Work order 1 -
List every person mentioned by name in the article on the House resolution against bigotry, giving each one's full name as it appears there.
Work order 2 -
Transcribe the article on the House resolution against bigotry, everything from "While Omar has" down to "Rashida Tlaib (D-MI).".

Text -
↓↓↓

The resolution condemning anti-Semitism, discrimination against Muslims and other forms of bigotry against minorities, introduced by House Speaker and fellow Democrat Nancy Pelosi, passed with an astounding 407 votes for and only 23 against.
While Omar has come under attack for her criticisms of Israel and the American Israel Public Affairs Committee (AIPAC) before, the rub that prompted Thursday's censure is an answer Omar gave during an event at a Washington, DC, coffeehouse called Busboys and Poets last week with several other progressive Congress members, including Palestinian-American Rep. Rashida Tlaib (D-MI).
"So for me, I want to talk about the political influence in this country that says it is OK for people to push for allegiance to a foreign country," Omar said. "And I want to ask, why is it OK for me to talk about the influence of the NRA, of fossil fuel industries or Big Pharma, and not talk about a powerful lobby that is influencing policy?"Loud and Clear spoke with Ariel Gold, peace activist and co-director of Codepink, about the resolution and the movement behind Omar. Gold said the pressure for a resolution against Omar came from the Anti-Defamation League (ADL), "which claims to be a civil rights organization while actually being involved in spying on activists in place like Ferguson [Missouri], is directly involved in Islamophobic trainings in cities and for police forces and is behind many of the times that US police forces are sent over to Israel to train with the Israeli military."
She noted that the wording of the resolution was changed because of "enormous and incredible grassroots work" in support of Omar. Supporters tweeted the hashtag #istandwithilhan to express their solidarity with Omar and their outrage at the reaction to the congresswoman's criticisms of Israel and the political lobbying done on that country's behalf in the US.
"We know that however we change the wording… the intention of it, given the timing and given the story, it is a rebuke of Ilhan Omar, and it falsely claims that what she said was anti-Semitic when it absolutely wasn't."
Gold, who has been barred from entering Israel for her support for the Boycott, Divestment and Sanctions (BDS) movement even though she is Jewish, said, "This was "such a clear attack… on the first black, Muslim congresswoman." However, she noted that "in the last couple years, more and more, Democrats are moving away from support for Israel," citing polls showing Democrats sympathize more with the Palestinians than the Israelis.
"We see these rapid, rapid changes [in opinion], especially among young American Jews. We have groups like If Not Now, and we have, again, these polls that show that American Jews are more and more disillusioned, especially young Jews, with Israel," she said.

↑↑↑

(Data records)
↓↓↓

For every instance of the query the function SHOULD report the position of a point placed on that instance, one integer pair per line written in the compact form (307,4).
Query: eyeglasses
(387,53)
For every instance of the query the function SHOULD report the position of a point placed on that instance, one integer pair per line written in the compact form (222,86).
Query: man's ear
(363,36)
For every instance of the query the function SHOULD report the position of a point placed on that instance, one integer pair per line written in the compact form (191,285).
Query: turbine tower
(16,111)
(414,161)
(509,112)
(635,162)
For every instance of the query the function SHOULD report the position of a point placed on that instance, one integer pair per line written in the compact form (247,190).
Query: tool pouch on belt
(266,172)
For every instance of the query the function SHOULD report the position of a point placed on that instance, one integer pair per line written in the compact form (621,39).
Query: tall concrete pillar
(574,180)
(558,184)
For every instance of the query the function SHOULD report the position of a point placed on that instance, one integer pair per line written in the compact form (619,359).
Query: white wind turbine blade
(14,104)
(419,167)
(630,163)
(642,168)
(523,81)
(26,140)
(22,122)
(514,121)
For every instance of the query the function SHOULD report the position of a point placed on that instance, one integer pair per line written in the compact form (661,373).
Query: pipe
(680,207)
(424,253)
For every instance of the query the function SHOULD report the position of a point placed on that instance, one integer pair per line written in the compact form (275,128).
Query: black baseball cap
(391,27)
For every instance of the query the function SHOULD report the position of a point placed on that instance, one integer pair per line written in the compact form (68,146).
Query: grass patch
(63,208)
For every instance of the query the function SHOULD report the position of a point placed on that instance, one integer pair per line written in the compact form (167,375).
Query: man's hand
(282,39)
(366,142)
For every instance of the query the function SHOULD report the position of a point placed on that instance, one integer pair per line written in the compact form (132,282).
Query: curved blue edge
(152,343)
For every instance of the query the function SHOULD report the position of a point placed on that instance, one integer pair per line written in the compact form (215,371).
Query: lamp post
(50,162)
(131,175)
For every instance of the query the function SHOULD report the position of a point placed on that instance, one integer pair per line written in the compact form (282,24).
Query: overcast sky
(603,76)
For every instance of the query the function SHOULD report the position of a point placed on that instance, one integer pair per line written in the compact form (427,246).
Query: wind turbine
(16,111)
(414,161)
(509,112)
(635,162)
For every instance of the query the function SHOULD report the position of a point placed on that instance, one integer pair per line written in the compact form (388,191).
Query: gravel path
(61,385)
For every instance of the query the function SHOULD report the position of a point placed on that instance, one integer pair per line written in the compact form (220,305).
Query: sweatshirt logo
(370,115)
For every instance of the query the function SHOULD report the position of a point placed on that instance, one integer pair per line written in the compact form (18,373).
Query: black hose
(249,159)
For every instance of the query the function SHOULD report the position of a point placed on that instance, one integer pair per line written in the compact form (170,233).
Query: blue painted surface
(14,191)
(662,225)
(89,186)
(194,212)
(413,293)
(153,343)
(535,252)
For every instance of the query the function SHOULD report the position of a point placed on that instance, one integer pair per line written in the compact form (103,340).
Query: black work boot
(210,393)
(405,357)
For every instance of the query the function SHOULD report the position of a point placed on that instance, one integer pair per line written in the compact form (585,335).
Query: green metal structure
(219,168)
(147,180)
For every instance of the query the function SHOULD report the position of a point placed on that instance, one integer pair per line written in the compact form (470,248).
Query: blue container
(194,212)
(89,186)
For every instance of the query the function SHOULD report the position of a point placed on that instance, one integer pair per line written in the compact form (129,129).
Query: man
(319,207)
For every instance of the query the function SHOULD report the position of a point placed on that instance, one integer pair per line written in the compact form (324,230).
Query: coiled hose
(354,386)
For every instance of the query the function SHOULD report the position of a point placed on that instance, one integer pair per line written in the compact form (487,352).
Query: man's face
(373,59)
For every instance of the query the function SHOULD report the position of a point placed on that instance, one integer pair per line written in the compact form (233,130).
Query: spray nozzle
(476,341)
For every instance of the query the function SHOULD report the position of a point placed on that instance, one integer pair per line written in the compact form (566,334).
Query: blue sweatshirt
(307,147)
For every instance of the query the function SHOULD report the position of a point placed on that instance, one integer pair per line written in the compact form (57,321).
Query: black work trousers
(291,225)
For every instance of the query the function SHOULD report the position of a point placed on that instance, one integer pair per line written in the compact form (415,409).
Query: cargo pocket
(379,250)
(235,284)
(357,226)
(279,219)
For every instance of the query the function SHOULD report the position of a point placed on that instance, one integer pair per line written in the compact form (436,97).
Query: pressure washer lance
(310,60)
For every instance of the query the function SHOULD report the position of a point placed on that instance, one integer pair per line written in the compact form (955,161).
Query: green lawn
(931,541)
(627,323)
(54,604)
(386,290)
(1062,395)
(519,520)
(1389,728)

↑↑↑

Output 1 -
- Nancy Pelosi
- Ilhan Omar
- Rashida Tlaib
- Ariel Gold

Output 2 -
While Omar has come under attack for her criticisms of Israel and the American Israel Public Affairs Committee (AIPAC) before, the rub that prompted Thursday's censure is an answer Omar gave during an event at a Washington, DC, coffeehouse called Busboys and Poets last week with several other progressive Congress members, including Palestinian-American Rep. Rashida Tlaib (D-MI).